#### Passage shown
*-*-*
Living with MS

Now that the multiple sclerosis diagnosis shock has worn off, the reality of living with this chronic illness has begun. Multiple sclerosis, or MS, is a life-long disease where the immune system incorrectly attacks healthy tissue in the central nervous system. In essence, the nerve signals between the brain, the spinal cord and other parts of the body are no longer in sync resulting in limb numbness, blurred vision, imbalance, amongst a host of other symptoms. As every MS patient is different, the severity of ailments, which traditionally begin between the ages of 20 and 50, may vary, disappear completely, or worsen over time.

More than one million people in the United States over the age of 18, and 2.3 million worldwide, live with the diagnosis of MS and maintain a high-quality of life by employing some healthy lifestyle choices. According to the National MS Society, wellness can be defined as a “dynamic state of physical, emotional, spiritual and social well-being that can be achieved even in the presence of a chronic illness or disability”. To achieve this state of “wellness”, MS patients may have to adapt their current lifestyle upon diagnosis including the integration of physical activity, nutrition and mindfulness activities.

Incorporating regular exercise as part of one’s overall lifestyle benefits MS patients not only physically but can benefit them cognitively as well. While moderate aerobic activity and strength training may be taxing, it actually helps alleviate overall fatigue and depression as well as reduces the risk of obesity which can exacerbate MS symptoms. The key is to work with a medical team to find the optimal fitness regimen that takes the individual patient needs into consideration.

According to the National MS Society, exercise for people living with MS has helped improve:

  • Cardiovascular function
  • Strength
  • Bladder and bowel function
  • Fatigue
  • Mood
  • Cognitive function
  • Bone density
  • Flexibility

Physical activity not only includes traditional aerobic exercise but can be as simple as performing household chores, cooking, gardening or dog walking – anything that requires muscle use. Water exercise is especially beneficial to stretch tight muscles and improve flexibility as the buoyancy of the water allows for greater movement while keeping the body temperature regulated. In addition to exercise, a healthy diet including vegetables and fruit, whole grains, fish and lean proteins, low sodium/processed foods and limiting alcohol can significantly impact a person’s MS progression and lifespan.

Cognitive and emotional wellness can equally impact the disease’s effect on the body. Many patients reflect that their cognitive skills like information processing and memory were some of the first indicators that something was amiss. MS patients should seek activities that continue to stimulate thinking in support of their cognitive health including reading, board games or art projects. In addition, some MS patients find the diagnosis and the lifestyle adjustments overwhelming which can lead to depression. Formal support groups, along with family and friends, can help patients stay connected to their feelings, priorities and overall values going through this transitional time.
*-*-*
#### Work request
In the text on living with MS, how many people worldwide are said to live with the diagnosis?

#### Data extracts
*-*-*
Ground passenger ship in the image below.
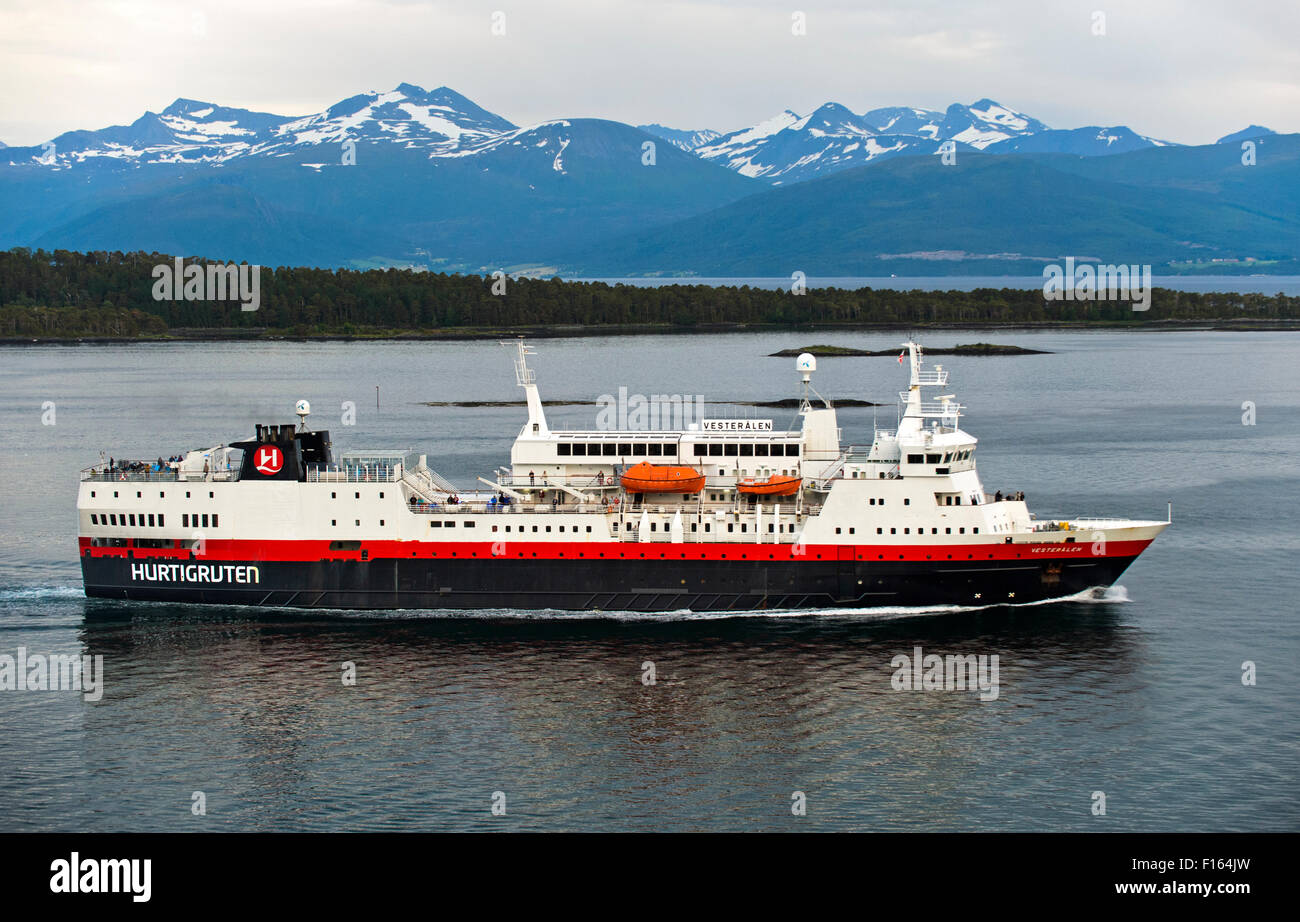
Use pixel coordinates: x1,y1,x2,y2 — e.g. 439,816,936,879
*-*-*
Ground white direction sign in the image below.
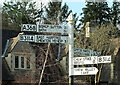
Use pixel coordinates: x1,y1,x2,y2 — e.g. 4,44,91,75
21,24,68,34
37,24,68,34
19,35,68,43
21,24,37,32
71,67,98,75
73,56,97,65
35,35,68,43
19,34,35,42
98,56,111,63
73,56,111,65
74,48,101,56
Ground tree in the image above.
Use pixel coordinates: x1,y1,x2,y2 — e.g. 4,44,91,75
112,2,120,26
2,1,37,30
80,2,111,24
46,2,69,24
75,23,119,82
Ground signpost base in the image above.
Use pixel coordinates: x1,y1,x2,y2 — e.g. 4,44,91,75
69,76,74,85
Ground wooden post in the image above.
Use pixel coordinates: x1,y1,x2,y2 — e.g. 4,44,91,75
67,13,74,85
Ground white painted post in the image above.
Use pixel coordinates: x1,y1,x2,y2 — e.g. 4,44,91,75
*-*-*
#### The answer
2.3 million people.